Entries taken from a collection:

-- Opening Marker --

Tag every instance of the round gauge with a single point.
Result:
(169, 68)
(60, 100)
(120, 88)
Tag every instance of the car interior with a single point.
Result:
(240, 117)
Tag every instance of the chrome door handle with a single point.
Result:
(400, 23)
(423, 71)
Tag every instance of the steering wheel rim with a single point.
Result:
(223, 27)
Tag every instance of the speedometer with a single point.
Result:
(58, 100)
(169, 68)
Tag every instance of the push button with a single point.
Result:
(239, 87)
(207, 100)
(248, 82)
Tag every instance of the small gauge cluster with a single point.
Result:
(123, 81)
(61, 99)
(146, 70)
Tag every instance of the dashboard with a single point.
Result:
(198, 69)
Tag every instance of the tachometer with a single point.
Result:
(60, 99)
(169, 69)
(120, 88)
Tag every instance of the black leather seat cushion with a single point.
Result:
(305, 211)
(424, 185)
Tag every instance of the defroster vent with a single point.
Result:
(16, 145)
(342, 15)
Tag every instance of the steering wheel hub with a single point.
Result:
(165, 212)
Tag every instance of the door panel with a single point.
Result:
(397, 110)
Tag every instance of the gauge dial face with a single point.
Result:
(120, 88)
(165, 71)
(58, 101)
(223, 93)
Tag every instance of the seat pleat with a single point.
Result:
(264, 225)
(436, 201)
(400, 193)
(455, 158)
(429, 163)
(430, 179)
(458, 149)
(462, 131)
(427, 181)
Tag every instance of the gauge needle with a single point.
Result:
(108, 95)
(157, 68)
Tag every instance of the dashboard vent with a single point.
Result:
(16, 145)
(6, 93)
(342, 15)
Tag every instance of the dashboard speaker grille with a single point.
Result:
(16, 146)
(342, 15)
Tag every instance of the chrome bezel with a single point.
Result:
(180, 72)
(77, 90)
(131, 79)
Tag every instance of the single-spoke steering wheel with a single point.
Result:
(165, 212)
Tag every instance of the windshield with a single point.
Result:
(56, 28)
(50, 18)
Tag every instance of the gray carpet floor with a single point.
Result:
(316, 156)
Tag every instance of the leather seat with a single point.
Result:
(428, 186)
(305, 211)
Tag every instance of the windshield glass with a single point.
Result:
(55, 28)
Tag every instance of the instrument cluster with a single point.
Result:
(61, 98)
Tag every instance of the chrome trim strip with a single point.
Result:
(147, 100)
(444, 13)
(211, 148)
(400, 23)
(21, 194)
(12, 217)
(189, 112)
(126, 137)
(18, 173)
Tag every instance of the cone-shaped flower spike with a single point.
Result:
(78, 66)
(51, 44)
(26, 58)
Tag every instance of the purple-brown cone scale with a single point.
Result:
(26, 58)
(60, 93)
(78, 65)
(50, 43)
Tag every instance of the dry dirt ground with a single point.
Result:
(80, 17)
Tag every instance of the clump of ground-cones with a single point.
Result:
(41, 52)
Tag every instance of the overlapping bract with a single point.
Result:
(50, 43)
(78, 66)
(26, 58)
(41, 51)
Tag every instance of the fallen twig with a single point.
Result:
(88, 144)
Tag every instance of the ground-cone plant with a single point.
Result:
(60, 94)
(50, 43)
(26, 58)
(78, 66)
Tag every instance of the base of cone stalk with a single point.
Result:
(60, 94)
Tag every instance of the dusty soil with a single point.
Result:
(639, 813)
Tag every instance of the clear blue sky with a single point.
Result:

-- Closing Marker --

THE TASK:
Could you reproduce the data above exactly as given?

TASK RESPONSE:
Tag every instance of the round gauge with a single point.
Result:
(169, 68)
(60, 100)
(120, 88)
Tag every instance of the car interior with a single point.
Result:
(240, 117)
Tag every instance of the chrome door handle with a single point.
Result:
(400, 23)
(423, 71)
Tag every instance of the steering wheel rim with a single point.
Result:
(223, 27)
Tag every instance of the speedometer with a single point.
Result:
(58, 100)
(169, 68)
Tag every instance of the push button with a single point.
Result:
(239, 87)
(207, 100)
(248, 82)
Tag every instance of the small gauge cluster with a single point.
Result:
(123, 81)
(61, 99)
(146, 70)
Tag every instance of the dashboard with a single point.
Result:
(198, 69)
Tag every instance of the tachometer with a single point.
Result:
(60, 99)
(169, 69)
(120, 88)
Tag every instance of the black leather seat cushion with a single point.
Result:
(305, 211)
(424, 185)
Tag every instance of the defroster vent with a single point.
Result:
(16, 145)
(342, 15)
Tag every instance of the steering wheel hub with a single point.
Result:
(165, 212)
Tag every instance of the door panel with a single point.
Result:
(397, 110)
Tag every instance of the gauge dial face with a single point.
Result:
(120, 88)
(165, 71)
(58, 101)
(223, 93)
Tag every instance of the seat pleat with a single point.
Result:
(264, 225)
(436, 201)
(400, 193)
(455, 158)
(429, 163)
(430, 179)
(458, 149)
(462, 131)
(427, 181)
Tag every instance of the gauge needle with a single point.
Result:
(108, 95)
(157, 68)
Tag every instance of the dashboard vent with a single point.
Result:
(16, 145)
(6, 93)
(342, 15)
Tag every instance of the dashboard speaker grille with a single point.
Result:
(16, 146)
(342, 15)
Tag every instance of the chrome bezel with a single point.
Result:
(180, 72)
(77, 90)
(131, 79)
Tag every instance of the single-spoke steering wheel with a single point.
Result:
(165, 212)
Tag every instance of the windshield with a single point.
Result:
(56, 28)
(50, 18)
Tag every instance of the gray carpet floor with a single point.
Result:
(316, 156)
Tag every instance of the leather seat with a single point.
Result:
(428, 186)
(305, 211)
Tag every instance of the windshield glass with a single point.
Result:
(55, 28)
Tag every instance of the instrument cluster with a single point.
Result:
(61, 98)
Tag every instance of the chrome trim strip with a single point.
Result:
(147, 100)
(444, 13)
(211, 148)
(400, 23)
(21, 194)
(12, 217)
(189, 112)
(126, 137)
(18, 173)
Tag every instance of the cone-shaped flower spike with a single point.
Result:
(78, 66)
(51, 44)
(26, 58)
Tag every instance of the purple-brown cone scale with a single point.
Result:
(26, 58)
(60, 93)
(78, 65)
(50, 43)
Tag every instance of the dry dirt ground with a single point.
Result:
(80, 17)
Tag every instance of the clump of ground-cones with a single point.
Result:
(41, 52)
Tag every instance of the overlapping bract with a single point.
Result:
(50, 43)
(78, 66)
(26, 58)
(41, 51)
Tag every instance of the fallen twig with a single point.
Result:
(88, 144)
Tag every instance of the ground-cone plant with a single point.
Result:
(60, 94)
(50, 43)
(26, 58)
(78, 66)
Tag every instance of the base of cone stalk with a single point.
Result:
(60, 94)
Tag every instance of the dusty soil with a single point.
Result:
(639, 813)
Tag every instance of the clear blue sky with a single point.
Result:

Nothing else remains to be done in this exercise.